Annotated coordinate records
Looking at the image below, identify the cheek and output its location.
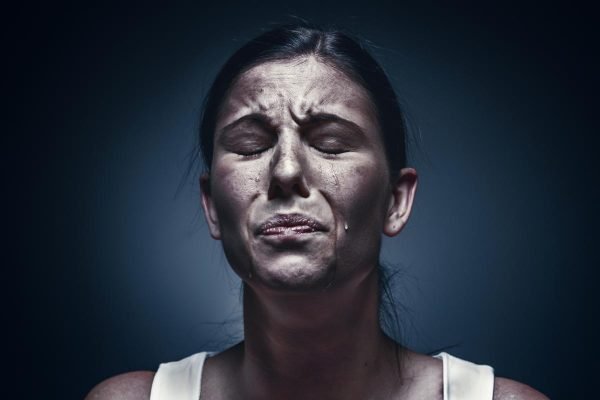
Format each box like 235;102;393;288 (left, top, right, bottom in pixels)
211;162;261;235
331;162;387;225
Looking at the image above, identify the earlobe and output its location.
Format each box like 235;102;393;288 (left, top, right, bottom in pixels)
200;174;221;240
383;168;417;237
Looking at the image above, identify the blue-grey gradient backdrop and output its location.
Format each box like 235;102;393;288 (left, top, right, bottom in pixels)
12;1;598;398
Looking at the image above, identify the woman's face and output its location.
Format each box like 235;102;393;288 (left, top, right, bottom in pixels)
202;57;416;290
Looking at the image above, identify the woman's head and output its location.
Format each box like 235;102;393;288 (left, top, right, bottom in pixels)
201;27;416;291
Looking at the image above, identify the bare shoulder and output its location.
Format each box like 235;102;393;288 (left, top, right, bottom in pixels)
494;377;548;400
85;371;154;400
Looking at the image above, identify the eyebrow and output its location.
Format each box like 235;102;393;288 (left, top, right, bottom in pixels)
221;112;366;136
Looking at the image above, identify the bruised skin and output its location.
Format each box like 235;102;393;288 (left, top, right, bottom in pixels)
204;57;393;291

# Set exercise
Pull out every line of the data above that contains the string "woman", and copy each one unchanged.

# Task result
Looking at the image above, identify the woman's face and output its location.
Looking at the image above, identify the woman's head and output its location.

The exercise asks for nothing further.